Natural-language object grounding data

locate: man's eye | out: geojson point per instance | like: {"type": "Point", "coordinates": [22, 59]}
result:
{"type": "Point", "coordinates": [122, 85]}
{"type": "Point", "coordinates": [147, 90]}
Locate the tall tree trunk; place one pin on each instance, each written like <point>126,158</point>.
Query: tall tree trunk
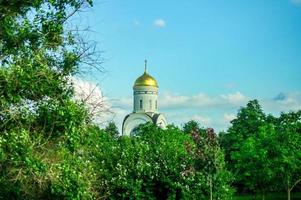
<point>210,182</point>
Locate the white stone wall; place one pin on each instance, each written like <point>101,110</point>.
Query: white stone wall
<point>148,96</point>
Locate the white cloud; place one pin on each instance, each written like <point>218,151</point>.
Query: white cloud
<point>229,117</point>
<point>173,100</point>
<point>159,23</point>
<point>283,102</point>
<point>234,98</point>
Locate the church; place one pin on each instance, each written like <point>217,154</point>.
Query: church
<point>145,91</point>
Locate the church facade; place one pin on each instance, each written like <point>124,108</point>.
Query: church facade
<point>145,91</point>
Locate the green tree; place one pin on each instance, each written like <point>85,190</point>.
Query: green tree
<point>287,163</point>
<point>42,127</point>
<point>112,129</point>
<point>247,125</point>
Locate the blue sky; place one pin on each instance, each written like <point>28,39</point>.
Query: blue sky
<point>209,57</point>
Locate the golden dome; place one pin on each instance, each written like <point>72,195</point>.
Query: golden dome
<point>146,80</point>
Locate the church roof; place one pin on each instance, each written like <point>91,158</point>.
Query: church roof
<point>146,80</point>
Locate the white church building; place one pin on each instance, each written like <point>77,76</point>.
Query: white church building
<point>145,105</point>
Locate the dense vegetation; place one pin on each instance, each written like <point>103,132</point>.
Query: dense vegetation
<point>262,151</point>
<point>50,149</point>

Task goal -
Find the line with "Query: blue sky" in the data above. Restate it and all later lines word for word, ending with the last line.

Solution to this task -
Query: blue sky
<point>209,57</point>
Locate the golden dome; place one pin on each instance, each written like <point>72,195</point>.
Query: golden dome
<point>146,80</point>
Locate the church roof; place one pin on each instance, each written like <point>91,158</point>.
Query: church roof
<point>146,80</point>
Locate the white church building; place one pin on each instance, each written like <point>77,76</point>.
Query: white church building
<point>145,105</point>
Locate the dense vegetation; place one pin on each instance, each written like <point>103,132</point>.
Query: dense vegetation
<point>262,151</point>
<point>50,149</point>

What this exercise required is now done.